■ **ABOUT THIS EXERCISE**
Each line from the one containing "of the gray" through the final line of the data below must be repeated exactly.

■ **RECORDED INFORMATION**

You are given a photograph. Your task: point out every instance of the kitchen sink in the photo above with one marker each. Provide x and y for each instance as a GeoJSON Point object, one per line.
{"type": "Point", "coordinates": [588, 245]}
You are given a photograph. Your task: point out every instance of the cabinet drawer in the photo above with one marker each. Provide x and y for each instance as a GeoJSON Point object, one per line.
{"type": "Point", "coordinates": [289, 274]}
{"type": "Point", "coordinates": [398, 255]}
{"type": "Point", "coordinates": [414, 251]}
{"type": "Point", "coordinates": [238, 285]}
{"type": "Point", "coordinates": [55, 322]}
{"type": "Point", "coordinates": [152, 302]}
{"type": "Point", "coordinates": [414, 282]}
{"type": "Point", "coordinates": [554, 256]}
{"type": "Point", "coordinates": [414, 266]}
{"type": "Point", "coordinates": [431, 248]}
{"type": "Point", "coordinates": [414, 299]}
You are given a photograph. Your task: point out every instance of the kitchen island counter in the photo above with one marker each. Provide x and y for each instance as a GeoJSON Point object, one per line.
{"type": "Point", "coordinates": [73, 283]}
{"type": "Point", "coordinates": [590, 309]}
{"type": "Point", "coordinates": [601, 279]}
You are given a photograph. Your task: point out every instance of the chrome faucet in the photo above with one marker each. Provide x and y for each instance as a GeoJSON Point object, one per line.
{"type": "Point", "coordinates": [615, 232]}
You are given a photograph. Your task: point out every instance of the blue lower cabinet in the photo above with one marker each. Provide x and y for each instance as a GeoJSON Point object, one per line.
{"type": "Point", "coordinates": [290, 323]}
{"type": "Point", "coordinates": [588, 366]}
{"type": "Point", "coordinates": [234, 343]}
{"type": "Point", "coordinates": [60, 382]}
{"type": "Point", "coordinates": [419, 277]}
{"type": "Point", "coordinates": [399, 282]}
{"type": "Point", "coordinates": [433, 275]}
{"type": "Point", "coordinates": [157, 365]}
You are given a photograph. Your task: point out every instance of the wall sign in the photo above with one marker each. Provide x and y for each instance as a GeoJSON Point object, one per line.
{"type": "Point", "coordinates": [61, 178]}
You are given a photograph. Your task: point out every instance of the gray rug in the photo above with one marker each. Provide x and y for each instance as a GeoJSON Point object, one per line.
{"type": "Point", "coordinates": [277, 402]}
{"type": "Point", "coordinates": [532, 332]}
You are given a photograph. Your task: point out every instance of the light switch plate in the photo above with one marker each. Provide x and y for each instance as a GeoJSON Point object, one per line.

■ **RESPONSE AREA**
You are given a photograph. Your task: point out every instance of the gray rug in the photo above with one marker each. Provide x and y for each instance as a GeoJSON Point object, one per line.
{"type": "Point", "coordinates": [277, 402]}
{"type": "Point", "coordinates": [532, 332]}
You are given a photograph. Your task: point out every instance of the light switch plate in the photo above with one marker each. Provide x and y for each instance as a GeoJSON Point object, one per line.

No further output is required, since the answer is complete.